## AIM OF THE EXERCISE
Whenever a line of the data below holds the string "cuff", copy that line.

## DATASET RECORDS
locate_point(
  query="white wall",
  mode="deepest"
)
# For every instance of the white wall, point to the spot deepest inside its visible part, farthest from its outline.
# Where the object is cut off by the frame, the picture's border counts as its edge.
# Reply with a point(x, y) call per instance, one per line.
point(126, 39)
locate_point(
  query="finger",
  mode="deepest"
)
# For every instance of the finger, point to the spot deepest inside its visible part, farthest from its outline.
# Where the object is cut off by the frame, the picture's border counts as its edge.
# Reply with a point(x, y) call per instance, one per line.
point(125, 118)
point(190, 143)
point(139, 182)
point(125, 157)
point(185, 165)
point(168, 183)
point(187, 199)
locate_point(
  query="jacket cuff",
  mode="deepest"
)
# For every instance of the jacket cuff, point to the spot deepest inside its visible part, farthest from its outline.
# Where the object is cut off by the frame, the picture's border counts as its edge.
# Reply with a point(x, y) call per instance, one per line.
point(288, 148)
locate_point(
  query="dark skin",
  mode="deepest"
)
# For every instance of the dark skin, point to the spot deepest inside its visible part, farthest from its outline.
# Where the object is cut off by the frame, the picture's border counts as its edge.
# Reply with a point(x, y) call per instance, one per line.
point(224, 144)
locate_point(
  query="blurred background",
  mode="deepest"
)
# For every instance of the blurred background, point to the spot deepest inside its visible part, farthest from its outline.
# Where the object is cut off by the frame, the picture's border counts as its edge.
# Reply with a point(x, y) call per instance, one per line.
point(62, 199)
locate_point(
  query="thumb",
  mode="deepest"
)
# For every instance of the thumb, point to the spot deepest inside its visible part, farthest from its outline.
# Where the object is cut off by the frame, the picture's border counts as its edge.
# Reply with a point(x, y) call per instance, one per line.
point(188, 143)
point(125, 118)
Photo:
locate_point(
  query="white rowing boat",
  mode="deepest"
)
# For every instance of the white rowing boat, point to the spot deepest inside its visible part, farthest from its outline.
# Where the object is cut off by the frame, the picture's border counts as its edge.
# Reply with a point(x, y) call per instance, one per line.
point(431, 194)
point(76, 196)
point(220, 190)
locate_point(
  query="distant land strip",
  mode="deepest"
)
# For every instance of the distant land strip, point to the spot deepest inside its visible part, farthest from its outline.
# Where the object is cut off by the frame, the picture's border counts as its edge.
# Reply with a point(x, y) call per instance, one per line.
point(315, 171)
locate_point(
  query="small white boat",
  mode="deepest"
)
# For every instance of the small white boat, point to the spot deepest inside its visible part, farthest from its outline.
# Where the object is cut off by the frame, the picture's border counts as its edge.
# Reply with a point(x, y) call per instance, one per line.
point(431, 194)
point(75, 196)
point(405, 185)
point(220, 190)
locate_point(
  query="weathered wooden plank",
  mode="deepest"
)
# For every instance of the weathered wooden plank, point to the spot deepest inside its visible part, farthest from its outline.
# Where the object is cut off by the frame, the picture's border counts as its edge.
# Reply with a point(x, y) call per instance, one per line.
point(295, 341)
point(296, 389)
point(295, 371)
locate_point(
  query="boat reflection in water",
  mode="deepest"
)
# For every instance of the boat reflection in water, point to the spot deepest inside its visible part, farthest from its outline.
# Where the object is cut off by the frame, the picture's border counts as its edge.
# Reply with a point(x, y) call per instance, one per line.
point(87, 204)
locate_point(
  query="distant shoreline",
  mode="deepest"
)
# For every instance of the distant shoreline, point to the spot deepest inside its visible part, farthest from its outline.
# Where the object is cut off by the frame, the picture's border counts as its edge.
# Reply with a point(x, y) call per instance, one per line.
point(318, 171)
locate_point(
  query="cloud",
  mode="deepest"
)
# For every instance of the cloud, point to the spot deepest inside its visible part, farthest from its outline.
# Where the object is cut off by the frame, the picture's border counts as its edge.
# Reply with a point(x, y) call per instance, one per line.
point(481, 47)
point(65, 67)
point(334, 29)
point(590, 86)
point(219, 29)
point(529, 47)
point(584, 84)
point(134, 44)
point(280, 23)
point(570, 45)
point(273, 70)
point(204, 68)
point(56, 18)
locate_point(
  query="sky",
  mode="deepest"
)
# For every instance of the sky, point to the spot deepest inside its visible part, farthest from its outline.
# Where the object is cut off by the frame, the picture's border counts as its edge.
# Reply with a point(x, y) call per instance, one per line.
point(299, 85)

## ANSWER SPACE
  query="jacket cuff",
# For every instance of the jacket cuff, point to the spot deepest inside its visible part, farthest from its outline.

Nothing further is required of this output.